* Quoted passage *
□ □ □ □ □

SECURITIES AND EXCHANGE COMMISSION

Washington, D.C. 20549

FORM 8-K

CURRENT REPORT

Pursuant to Section 13 or 15(d) of the Securities Exchange Act of 1934

Date of Report (Date of earliest event reported):  January 6, 2011

SILVER FALCON MINING, INC.

(Exact name of registrant as specified in its charter)

Delaware

000-53765

26-1266967

(State or other jurisdiction of incorporation)

(Commission file number)

(I.R.S. Employer Identification Number)


7322 Manatee Avenue West, #299  

Bradenton, Florida 34209

 (Address of principal executive offices) (Zip Code)

 (941) 761-7819

 (Registrant's telephone number, including area code)

Check the appropriate box below if the Form 8-K filing is intended to simultaneously satisfy the filing obligation of the registrant under any of the following provisions:

|_| Written communications pursuant to Rule 425 under the Securities Act (17 CFR 230.425)

|_| Soliciting material pursuant to Rule 14a-12 under the Exchange Act (17 CFR 240.14a-12)

□ □ □ □ □

* Material supplied *
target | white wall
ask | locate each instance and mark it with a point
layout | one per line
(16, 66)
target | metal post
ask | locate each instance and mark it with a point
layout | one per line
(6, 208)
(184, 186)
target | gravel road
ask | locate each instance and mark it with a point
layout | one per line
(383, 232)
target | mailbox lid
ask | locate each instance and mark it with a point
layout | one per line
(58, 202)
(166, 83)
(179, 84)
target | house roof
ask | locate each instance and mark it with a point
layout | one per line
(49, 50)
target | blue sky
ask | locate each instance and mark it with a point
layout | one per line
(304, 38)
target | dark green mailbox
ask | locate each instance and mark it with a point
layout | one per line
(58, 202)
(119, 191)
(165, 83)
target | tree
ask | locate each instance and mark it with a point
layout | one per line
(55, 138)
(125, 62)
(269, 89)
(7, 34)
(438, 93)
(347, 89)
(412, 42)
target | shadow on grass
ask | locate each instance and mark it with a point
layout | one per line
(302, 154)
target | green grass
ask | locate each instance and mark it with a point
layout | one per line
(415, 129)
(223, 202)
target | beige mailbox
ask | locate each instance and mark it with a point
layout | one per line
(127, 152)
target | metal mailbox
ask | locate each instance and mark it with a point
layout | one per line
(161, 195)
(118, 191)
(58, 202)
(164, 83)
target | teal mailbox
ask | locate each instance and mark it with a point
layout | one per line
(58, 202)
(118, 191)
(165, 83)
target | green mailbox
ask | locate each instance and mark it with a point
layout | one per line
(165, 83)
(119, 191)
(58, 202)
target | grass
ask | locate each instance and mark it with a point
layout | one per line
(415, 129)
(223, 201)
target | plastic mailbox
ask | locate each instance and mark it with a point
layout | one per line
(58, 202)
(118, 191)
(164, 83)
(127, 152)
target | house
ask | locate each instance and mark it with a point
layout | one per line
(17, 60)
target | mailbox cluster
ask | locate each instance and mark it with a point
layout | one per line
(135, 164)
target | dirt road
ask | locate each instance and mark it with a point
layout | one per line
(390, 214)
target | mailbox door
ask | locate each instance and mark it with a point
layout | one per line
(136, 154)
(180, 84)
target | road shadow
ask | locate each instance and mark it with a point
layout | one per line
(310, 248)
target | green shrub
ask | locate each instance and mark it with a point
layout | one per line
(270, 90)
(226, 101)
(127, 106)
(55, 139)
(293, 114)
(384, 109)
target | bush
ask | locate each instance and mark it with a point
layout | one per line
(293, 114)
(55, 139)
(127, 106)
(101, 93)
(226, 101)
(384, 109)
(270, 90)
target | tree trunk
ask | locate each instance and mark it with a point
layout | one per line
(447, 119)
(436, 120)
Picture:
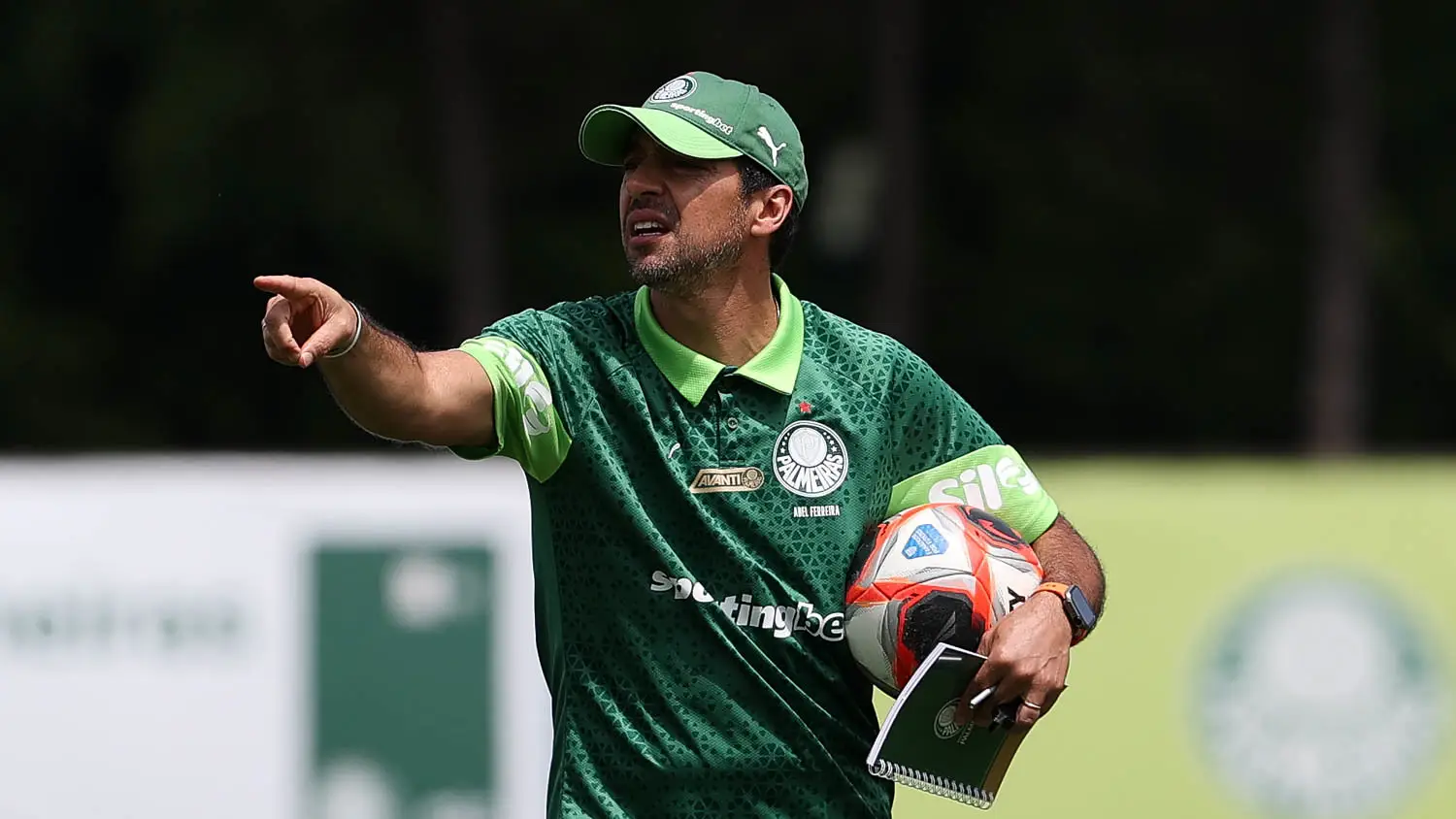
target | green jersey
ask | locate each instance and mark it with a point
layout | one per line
(693, 527)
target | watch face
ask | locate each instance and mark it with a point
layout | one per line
(1080, 606)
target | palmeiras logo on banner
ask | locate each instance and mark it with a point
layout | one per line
(402, 682)
(1322, 699)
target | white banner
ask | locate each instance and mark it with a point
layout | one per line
(157, 626)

□ □ □ □ □

* Set tasks *
A) In the Form 8-K cover page, rewrite the passage that begins at the words "Pursuant to Section" and stops after "FALCON MINING, INC.", substituting "January 7, 2011" for "January 6, 2011".
B) Using the Form 8-K cover page, decide whether each statement agrees with it. Answer yes or no for each and quote the deciding words. (i) The earliest event reported is dated January 6, 2011. (ii) The principal executive offices are in Bradenton, Florida. (iii) The report is filed under the Securities Act of 1933.
C) What telephone number does the Form 8-K cover page list for the registrant?

* Answers for this exercise *
A)
Pursuant to Section 13 or 15(d) of the Securities Exchange Act of 1934

Date of Report (Date of earliest event reported):  January 7, 2011

SILVER FALCON MINING, INC.

B)
(i) Yes: "Date of Report (Date of earliest event reported):  January 6, 2011"
(ii) Yes: "Bradenton, Florida 34209"
(iii) No: "Pursuant to Section 13 or 15(d) of the Securities Exchange Act of 1934"

C) (941) 761-7819